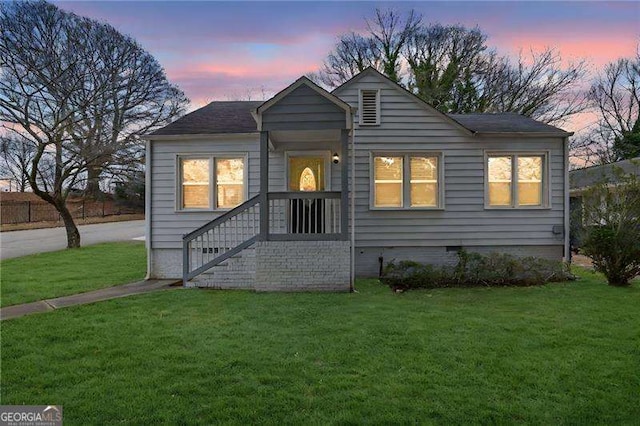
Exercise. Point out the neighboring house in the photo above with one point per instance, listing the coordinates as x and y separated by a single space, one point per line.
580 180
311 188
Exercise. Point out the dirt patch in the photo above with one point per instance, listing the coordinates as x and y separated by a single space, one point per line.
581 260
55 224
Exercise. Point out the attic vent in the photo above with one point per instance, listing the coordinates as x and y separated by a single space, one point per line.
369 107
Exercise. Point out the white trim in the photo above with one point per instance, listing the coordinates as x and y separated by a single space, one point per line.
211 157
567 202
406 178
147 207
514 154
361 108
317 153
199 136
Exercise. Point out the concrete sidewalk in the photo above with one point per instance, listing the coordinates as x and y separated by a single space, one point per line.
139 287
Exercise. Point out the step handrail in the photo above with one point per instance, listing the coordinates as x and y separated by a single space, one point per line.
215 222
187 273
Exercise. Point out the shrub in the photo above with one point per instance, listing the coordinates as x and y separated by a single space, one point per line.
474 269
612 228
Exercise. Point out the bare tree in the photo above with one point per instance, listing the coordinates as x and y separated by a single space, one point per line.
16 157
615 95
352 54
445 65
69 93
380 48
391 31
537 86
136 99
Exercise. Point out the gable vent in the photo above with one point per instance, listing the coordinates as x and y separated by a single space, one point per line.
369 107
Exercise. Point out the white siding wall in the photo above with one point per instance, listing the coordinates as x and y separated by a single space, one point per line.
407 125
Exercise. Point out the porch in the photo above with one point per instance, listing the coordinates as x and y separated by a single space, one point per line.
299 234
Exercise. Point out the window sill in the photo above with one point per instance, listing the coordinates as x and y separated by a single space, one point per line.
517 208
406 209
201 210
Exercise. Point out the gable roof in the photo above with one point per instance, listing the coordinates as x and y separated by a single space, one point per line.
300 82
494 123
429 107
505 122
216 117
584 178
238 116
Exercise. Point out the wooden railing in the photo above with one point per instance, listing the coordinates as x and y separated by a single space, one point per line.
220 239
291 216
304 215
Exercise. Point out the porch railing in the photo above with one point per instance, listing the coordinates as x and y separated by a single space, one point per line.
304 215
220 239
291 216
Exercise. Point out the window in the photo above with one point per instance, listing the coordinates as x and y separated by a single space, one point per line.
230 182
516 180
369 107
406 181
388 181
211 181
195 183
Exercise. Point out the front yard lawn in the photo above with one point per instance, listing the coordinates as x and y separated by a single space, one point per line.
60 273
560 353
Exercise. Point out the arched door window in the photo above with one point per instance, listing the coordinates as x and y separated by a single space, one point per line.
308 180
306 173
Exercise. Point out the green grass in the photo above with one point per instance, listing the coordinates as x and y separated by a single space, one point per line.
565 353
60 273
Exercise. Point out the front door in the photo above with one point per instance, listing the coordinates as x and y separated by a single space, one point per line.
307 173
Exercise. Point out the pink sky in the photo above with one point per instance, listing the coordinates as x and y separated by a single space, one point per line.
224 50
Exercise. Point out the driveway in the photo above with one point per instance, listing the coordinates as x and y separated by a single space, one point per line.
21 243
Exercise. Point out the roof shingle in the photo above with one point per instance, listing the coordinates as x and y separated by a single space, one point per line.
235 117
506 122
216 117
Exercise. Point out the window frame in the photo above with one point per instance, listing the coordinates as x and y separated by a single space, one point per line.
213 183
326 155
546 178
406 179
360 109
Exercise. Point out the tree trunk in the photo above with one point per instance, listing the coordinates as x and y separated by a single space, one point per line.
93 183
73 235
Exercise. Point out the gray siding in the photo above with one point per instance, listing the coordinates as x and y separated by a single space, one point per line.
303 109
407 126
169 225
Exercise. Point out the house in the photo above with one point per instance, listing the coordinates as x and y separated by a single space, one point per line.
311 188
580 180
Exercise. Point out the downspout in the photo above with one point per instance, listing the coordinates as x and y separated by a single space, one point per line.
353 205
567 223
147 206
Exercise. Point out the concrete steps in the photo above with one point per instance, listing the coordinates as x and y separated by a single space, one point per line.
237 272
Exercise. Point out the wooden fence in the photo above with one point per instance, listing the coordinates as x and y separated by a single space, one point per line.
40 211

= = = = =

● What you need to do: Only the pictures stay out; everything else in the listing above must be repeated exactly.

● Answer to the exercise:
Exercise. Point out the neighboring house in the photo above with one point per instance, listing the coordinates as x and y separated by a single space, one point per line.
580 180
311 188
Exercise. Point out the dirt patch in the photo above with one point per instance, listing the coordinates as x and y separated by a single space, one point per line.
581 260
55 224
Exercise. Point out the attic vent in the photo above with one point per instance, listing the coordinates as x and y separated by a single space, one point per line.
369 107
Exercise. Point out the white trim in the photo above with one point per instance, listing the coordinates as x and y separated by a single space, one point per line.
211 157
567 202
406 178
147 207
514 154
361 108
317 153
199 136
Exercise. Point out the concrete sidewalk in the photo above with one point per instance, listing the coordinates as x and y separated by a single space, one point per line.
139 287
Exercise. Point out the step handrail in the photo above with one point per instance, listing the coordinates as x and y separated by a single space, one point per line.
215 222
187 273
Exercise. Point out the shrub in the photo above with one point per instance, listing the coordinates as x and y separated by a single space, one point per line.
474 269
612 228
Exercise. Point out the bare tree in the photo above with one point per instance, listing the coordinates as x and y separated by a single space, one point per line.
16 157
615 95
352 54
445 65
69 93
380 48
391 31
537 86
136 99
Exercise. Point out the gable vent in the photo above with one point per instance, listing the coordinates as x and y separated by a single space, one point per line.
369 107
Exercise. Point out the white siding wall in the photo above with one point per instance, listing the coordinates as x and y separated by a single space, one point per line.
407 125
Exercise. Point out the porch in the photo above with one point per instance, listing the coordinates as x and y separated by a single space, one point per line.
299 234
Exercise. Point out the window sill in the photo above with one point per instance, listing the coordinates as x and y separated by a single space, one point per line.
517 208
406 209
201 210
Exercise. Point out the gable roof in the photo above with one point per instance, listing the coordinates as x and y separated by a single space, one point per line.
300 82
494 123
429 107
505 122
216 117
584 178
238 116
Exercise. Point out the wooden railing in the photo above with one point per instance, listing the coordinates as x and y separated by a single space, one point per line.
220 239
291 216
304 215
Exercise. Point out the porch railing in the photo above with one point per instance, listing the coordinates as x and y separated by a single space, one point per line.
304 215
220 239
291 216
Exercise. Point out the window in the photo above with one point per instance, listing the coordinates as x and y separated by a single space, one point per line.
230 182
516 180
369 107
406 181
388 181
211 181
195 183
Exercise. Point out the front yard lawn in the photo above with one point per instance, listing the coordinates as x and y separated by a single space, one point per line.
60 273
560 353
Exercise. Point out the arched door window in the photo above with one point per instance, listing the coordinates as x and y separated by a single space, one point per line.
308 180
306 173
Exercise. Point out the green grass in the photo above with one point per instance, listing the coordinates as x and y separated by a single space, one point per line.
565 353
60 273
Exercise. Point out the front door in the photo above with one point per instance, listing the coordinates as x and y separated by a single space, one point per line.
307 173
Exercise. Point out the pink sky in the photo above with one point per instance, listing the coordinates as x and y separated by a single space, one point per line.
224 50
Exercise. Point out the driveway in the photo above with one point per instance, listing the coordinates as x and y separated by a single space, one point per line.
21 243
Exercise. Point out the roof shingle in the photo above with one point per instance, listing the coordinates as x and y separated by a single space, one point per line.
235 117
506 122
216 117
Exercise. Point out the window frame in the photo above with one point per instance, listing the coordinates as x and y separated by a single space, one point per line.
213 183
326 155
546 178
406 179
360 109
Exercise. Point out the tree trunk in the photo above with one point per instance, listing the coordinates as x and y separated by a single space, one point per line.
93 183
73 235
Exercise. Point out the gray siding in the photo above with one point per instance, listing the coordinates as x and y separated by a single space, one point per line.
303 109
407 126
169 225
Exercise. Point out the house in the photo above with one point per instance, listing the coordinates as x and y separated by a single space, one point per line.
311 188
580 180
Exercise. Point out the downspout in the photo above with one point per instance, listing the coordinates as x and y separated by a single space, one point per line.
353 205
567 223
147 206
Exercise. Point out the concrete steps in the photo above with one point per instance, listing the coordinates as x and y separated by a single space, one point per line.
237 272
Exercise. Point out the wooden fence in the photo above with one point per instance, listing the coordinates as x and y separated by a single space, one point per line.
40 211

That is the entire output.